**Goal**
Rewrite everything below from the line containing "Could you mark the mountain" down to the end of the entries, keeping all the text, and add -64 to every coordinate in the answers.

**Location identification items**
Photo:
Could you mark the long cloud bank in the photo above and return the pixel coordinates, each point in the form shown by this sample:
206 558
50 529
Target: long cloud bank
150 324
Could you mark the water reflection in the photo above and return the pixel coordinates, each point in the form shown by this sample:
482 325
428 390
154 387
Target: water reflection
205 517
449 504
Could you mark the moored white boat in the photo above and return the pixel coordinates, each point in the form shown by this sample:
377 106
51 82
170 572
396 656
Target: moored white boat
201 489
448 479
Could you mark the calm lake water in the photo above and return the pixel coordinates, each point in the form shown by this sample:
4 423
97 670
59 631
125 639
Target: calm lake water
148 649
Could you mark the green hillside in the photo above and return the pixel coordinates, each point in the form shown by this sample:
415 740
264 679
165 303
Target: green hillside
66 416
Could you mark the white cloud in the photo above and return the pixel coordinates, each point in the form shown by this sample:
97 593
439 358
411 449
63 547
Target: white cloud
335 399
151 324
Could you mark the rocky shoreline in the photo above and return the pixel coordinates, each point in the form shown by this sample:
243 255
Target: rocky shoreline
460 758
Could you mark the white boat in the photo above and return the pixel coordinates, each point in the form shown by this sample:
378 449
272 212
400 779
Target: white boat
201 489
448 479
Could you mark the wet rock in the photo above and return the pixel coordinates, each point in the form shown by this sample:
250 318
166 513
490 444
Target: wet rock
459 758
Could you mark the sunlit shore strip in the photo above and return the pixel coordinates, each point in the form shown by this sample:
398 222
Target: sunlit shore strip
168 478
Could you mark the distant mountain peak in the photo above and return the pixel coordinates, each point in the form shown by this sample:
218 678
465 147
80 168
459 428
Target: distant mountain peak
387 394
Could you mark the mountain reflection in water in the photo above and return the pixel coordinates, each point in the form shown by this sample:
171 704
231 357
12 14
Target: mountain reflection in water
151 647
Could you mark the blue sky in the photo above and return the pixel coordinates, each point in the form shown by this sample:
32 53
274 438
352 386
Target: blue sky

**Problem solution**
Could you mark the mountain reflection in water in the photo above and return the pixel coordinates, each point in the form shown by this sample:
171 704
231 357
12 14
Target: mountain reflection in water
87 583
Could you mark the blue sky in the photo above and return the pixel coordinates, each point in the form shown by this sample:
32 53
274 438
352 386
Target: blue sky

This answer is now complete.